Exercise prompt – Summarize the fog post in two sentences.

Provided passage –

----

Fog

Up early this morning to take Kelly to the airport. She is off to stay in Melbourne for a few days with some old girlfriends. I am not sure of their agenda exactly, but I do know her suitcase felt heavy with mischief.

Turns out we needn’t have set the alarm after all as the flight was cancelled due to the thick, almost phosphorescent fog that had set in overnight.

A later flight was soon allocated and Kelly decided that we may as well leave now anyway as it was going to be slow progress through this cotton soup. Besides, she could grab some airport breakfast and engage in a little pre-flight retail therapy.

Seems there is nothing like airport shops for convincing you that you need to buy stuff that you didn’t even know you needed when visiting regular shops.
I think its something to do some sort of sublimated existential fear that your plane might go down and you’ll be damned if you aren’t going to enjoy that expensive inflatable neck pillow, trashy novel, wireless headphones, pulp magazine and funky downwards-opening umbrella before it does.

With Kelly safely delivered to check-in her excess mischief, down some bacon & eggs and pick up a couple of new umbrellas, Juno and I were left with nothing to do but swing by a favourite coffee shop for a caffeine hit before going for lake walk.

The fog reluctantly melted into a spectacular morning.

“One day many years ago a man walked along and stood in the sound of the ocean on a cold sunless shore and said, “We need a voice to call across the water, to warn ships; I’ll make one. I’ll make a voice like all of time and all of the fog that ever was; I’ll make a voice that is like an empty bed beside you all night long, and like an empty house when you open the door, and like trees in autumn with no leaves.
A sound like the birds flying south, crying, and a sound like November wind and the sea on the hard, cold shore. I’ll make a sound that’s so alone that no one can miss it, that whoever hears it will weep in their souls, and hearths will seem warmer, and being inside will seem better to all who hear it in the distant towns.
I’ll make me a sound and an apparatus and they’ll call it a Fog Horn and whoever hears it will know the sadness of eternity and the briefness of life.” Ray Bradbury, The Fog Horn

The Carillon pokes through the fog bank.

----

[Point location data]
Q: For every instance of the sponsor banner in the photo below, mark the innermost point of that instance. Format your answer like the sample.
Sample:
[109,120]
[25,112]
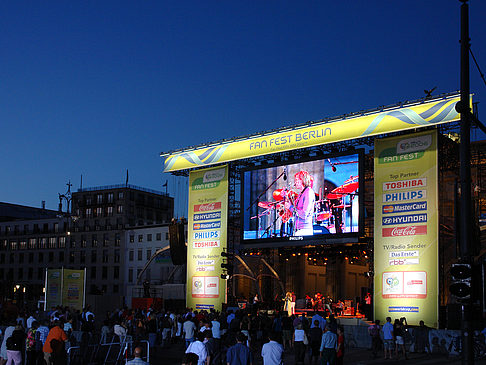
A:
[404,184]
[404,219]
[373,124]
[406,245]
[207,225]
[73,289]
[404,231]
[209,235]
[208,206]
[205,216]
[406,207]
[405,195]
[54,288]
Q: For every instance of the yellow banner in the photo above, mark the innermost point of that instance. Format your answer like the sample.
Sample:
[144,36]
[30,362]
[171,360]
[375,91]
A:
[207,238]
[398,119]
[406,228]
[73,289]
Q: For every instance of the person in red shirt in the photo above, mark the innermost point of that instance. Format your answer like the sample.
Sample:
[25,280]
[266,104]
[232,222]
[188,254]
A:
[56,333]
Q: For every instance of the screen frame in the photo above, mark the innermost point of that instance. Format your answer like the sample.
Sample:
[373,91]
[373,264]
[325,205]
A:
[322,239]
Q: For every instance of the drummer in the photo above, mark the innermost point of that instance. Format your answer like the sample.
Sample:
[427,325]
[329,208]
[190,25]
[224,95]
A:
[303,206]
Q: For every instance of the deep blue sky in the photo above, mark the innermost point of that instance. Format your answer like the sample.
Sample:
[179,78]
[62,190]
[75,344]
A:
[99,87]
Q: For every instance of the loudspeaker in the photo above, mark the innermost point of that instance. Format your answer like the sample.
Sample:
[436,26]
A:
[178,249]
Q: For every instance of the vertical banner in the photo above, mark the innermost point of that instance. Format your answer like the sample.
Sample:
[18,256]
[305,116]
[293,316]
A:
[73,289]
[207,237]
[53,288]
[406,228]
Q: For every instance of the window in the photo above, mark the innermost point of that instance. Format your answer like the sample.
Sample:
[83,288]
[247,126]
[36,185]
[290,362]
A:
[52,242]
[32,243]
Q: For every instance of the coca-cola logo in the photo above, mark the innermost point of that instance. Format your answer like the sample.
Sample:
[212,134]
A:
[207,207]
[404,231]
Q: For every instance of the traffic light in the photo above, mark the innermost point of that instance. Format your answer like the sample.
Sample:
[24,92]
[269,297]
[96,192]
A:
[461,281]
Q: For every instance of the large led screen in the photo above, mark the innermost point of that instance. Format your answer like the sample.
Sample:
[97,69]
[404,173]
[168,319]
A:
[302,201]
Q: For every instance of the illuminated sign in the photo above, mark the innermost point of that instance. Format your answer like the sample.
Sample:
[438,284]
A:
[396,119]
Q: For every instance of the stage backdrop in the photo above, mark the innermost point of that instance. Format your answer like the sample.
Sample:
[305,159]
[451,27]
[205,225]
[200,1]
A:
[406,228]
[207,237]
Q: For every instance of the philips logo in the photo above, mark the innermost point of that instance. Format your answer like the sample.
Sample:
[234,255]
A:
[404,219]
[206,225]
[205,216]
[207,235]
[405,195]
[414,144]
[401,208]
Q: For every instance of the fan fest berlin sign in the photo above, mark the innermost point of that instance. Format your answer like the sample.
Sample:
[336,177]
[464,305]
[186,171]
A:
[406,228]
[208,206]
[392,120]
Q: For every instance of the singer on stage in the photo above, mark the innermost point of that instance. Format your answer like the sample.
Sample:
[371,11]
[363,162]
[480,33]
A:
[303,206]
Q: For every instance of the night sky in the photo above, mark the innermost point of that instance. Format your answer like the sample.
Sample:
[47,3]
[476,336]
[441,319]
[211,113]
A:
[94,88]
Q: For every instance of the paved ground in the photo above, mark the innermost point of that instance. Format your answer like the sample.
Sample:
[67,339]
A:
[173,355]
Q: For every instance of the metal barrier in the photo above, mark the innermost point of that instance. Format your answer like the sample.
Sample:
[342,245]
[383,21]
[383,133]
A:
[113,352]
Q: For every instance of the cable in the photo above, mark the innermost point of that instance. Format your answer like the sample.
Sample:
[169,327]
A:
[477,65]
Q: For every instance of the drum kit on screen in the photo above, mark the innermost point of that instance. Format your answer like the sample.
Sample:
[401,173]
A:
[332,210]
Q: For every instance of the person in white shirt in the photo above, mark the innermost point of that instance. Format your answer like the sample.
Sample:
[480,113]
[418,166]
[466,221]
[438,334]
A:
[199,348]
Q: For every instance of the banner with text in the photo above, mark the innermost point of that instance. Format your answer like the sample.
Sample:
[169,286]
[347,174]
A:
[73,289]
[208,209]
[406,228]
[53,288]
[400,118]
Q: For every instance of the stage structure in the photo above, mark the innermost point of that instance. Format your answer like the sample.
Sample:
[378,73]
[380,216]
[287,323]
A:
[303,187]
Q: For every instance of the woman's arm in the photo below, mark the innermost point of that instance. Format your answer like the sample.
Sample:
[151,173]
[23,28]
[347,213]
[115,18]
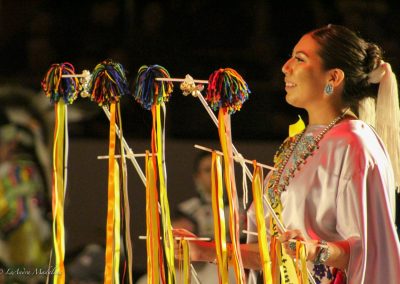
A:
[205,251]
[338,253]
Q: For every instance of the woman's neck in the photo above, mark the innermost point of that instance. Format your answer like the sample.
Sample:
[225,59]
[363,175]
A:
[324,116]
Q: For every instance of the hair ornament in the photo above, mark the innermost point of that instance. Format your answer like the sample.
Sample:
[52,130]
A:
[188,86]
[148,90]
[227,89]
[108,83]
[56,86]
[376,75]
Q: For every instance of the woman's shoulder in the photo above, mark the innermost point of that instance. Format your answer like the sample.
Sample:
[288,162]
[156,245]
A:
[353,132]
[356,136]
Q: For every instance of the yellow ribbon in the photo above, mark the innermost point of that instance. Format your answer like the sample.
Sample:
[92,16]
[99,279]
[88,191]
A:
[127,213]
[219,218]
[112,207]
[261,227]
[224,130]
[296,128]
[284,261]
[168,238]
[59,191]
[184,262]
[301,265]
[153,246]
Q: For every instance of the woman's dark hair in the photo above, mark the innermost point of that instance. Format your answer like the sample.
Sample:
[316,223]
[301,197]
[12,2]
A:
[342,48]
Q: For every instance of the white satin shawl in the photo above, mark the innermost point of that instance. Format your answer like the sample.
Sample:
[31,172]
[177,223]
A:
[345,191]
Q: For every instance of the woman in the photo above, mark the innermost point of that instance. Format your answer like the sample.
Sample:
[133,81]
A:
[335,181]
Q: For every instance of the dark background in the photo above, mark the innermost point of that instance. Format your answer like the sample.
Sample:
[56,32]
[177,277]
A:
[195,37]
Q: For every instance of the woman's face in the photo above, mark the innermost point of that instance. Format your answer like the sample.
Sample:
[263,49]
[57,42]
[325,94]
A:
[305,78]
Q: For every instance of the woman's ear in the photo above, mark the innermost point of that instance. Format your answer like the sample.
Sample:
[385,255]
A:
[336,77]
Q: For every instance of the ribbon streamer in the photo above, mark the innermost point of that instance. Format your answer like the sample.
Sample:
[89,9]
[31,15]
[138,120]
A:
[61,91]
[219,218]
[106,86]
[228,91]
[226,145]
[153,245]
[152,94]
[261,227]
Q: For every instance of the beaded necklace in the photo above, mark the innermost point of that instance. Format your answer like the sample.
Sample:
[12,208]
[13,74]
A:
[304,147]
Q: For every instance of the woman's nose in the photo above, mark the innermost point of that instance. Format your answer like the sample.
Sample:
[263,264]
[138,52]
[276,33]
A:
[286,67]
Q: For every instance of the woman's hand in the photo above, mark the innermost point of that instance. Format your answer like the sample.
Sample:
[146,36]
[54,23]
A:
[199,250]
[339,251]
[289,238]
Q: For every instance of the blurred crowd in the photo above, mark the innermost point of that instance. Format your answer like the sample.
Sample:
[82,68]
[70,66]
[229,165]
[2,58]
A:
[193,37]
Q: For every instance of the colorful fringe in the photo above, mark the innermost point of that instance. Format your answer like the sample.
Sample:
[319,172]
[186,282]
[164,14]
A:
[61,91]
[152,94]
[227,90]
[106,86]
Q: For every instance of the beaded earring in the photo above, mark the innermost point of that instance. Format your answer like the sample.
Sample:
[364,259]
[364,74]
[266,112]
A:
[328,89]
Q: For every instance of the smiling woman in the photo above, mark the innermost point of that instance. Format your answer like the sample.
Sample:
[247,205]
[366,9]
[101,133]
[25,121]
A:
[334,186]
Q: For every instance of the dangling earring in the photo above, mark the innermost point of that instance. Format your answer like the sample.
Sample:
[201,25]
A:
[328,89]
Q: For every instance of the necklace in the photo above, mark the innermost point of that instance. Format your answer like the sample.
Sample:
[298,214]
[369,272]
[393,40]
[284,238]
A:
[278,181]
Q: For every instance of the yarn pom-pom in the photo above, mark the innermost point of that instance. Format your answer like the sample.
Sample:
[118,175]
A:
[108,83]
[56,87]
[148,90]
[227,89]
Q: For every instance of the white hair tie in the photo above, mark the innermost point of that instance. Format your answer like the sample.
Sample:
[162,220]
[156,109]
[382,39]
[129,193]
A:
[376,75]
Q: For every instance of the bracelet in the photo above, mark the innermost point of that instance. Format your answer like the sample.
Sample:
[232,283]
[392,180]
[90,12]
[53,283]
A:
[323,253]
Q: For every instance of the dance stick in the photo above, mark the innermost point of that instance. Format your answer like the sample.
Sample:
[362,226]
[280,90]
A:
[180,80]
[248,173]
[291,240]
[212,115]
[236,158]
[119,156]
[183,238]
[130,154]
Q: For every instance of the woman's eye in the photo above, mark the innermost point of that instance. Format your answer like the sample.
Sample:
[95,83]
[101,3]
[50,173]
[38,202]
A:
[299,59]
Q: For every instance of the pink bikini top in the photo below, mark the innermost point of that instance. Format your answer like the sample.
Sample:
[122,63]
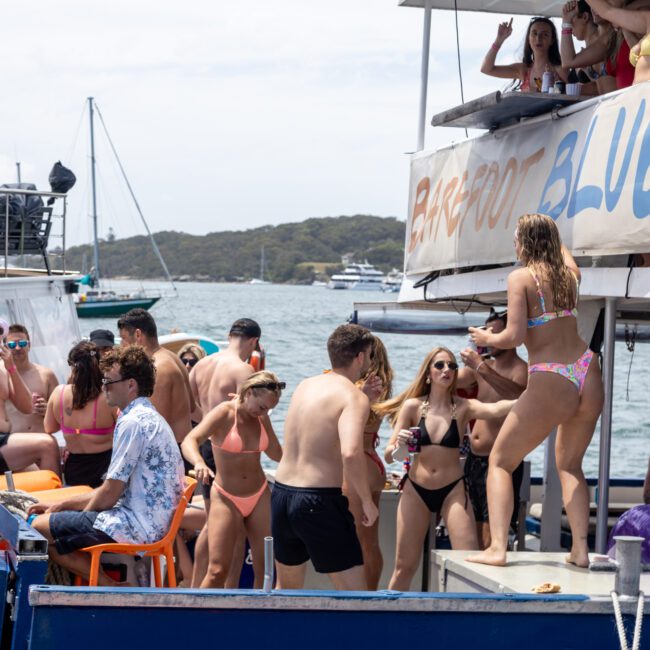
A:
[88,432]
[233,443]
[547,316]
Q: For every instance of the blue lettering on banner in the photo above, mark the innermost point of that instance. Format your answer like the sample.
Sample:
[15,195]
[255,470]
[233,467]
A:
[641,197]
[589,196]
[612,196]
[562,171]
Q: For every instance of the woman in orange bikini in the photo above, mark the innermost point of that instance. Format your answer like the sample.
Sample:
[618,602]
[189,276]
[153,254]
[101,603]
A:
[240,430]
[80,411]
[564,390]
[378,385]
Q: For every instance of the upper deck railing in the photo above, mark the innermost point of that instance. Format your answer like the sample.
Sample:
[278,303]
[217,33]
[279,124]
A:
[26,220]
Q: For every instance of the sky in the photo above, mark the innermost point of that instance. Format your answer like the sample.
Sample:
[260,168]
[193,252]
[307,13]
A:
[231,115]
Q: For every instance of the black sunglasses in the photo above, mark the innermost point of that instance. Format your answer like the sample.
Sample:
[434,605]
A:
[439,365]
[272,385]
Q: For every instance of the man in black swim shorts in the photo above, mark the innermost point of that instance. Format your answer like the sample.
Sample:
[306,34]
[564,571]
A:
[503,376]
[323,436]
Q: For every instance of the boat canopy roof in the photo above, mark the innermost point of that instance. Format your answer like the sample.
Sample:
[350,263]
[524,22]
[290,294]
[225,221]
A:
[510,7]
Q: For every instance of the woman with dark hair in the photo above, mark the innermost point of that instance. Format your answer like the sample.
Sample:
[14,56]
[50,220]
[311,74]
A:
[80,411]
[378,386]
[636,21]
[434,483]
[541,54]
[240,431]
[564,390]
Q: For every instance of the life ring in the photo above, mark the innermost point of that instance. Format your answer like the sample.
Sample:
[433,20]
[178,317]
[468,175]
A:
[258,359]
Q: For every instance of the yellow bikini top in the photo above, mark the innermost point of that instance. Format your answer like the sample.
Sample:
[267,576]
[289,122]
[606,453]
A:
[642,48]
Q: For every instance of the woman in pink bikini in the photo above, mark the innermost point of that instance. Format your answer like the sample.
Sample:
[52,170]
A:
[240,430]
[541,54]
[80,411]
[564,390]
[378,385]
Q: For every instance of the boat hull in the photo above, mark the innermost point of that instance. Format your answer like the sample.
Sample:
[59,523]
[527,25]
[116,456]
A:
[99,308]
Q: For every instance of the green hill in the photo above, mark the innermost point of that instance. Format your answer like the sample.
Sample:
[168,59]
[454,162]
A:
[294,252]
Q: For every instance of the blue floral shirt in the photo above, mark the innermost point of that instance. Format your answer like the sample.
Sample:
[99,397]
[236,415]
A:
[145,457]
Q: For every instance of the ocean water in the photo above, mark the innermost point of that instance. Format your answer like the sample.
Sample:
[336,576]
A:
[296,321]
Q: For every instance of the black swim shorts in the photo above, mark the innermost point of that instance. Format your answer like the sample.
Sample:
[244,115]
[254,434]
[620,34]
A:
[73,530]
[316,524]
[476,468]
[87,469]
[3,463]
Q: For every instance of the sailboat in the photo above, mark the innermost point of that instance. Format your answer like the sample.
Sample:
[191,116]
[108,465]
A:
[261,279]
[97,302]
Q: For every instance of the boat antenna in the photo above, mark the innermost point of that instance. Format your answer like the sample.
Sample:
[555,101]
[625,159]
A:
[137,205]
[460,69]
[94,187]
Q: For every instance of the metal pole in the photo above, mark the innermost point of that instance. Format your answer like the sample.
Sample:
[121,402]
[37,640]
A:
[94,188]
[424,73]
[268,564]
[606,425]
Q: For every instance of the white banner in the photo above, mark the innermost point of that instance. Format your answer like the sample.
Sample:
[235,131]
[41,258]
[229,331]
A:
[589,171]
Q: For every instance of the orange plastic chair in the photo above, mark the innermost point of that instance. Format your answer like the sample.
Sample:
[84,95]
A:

----

Result for this task – Thick fog canceled Kelly's early flight to Melbourne, but once a later flight was allocated she decided to leave for the airport anyway so she could get breakfast and do some shopping. After dropping her off, the writer and Juno planned a coffee stop and a lake walk as the fog melted into a spectacular morning, and the post also quotes a passage from Ray Bradbury's The Fog Horn.